**Problem to work on**
Copy out each line of the records below that contains the word "tile".

Coordinate annotation records
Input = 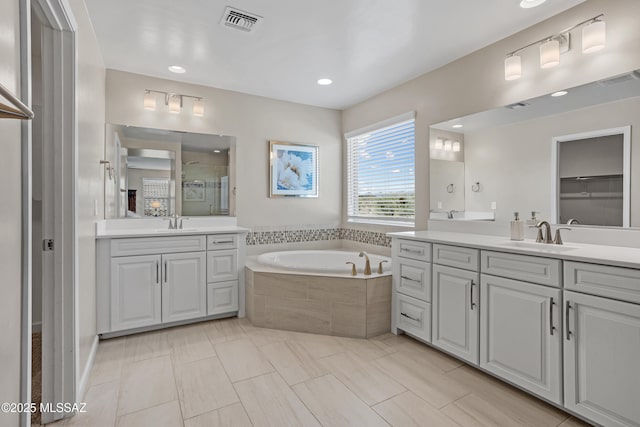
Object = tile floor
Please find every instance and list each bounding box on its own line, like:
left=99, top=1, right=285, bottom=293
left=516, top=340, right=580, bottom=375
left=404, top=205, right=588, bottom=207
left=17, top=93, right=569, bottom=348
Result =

---

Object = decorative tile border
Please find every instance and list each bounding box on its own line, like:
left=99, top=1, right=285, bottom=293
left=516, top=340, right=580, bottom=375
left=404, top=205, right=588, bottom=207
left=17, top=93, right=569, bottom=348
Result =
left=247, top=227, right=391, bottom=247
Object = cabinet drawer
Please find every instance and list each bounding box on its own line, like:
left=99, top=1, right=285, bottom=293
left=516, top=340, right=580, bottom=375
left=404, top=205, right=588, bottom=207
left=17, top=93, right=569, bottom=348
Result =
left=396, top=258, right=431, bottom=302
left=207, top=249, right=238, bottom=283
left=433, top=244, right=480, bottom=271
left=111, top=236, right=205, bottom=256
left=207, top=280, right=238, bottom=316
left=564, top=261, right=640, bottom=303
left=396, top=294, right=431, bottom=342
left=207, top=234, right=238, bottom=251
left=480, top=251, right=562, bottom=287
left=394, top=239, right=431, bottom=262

**Exercise output**
Object = tile floor
Object = decorative tile border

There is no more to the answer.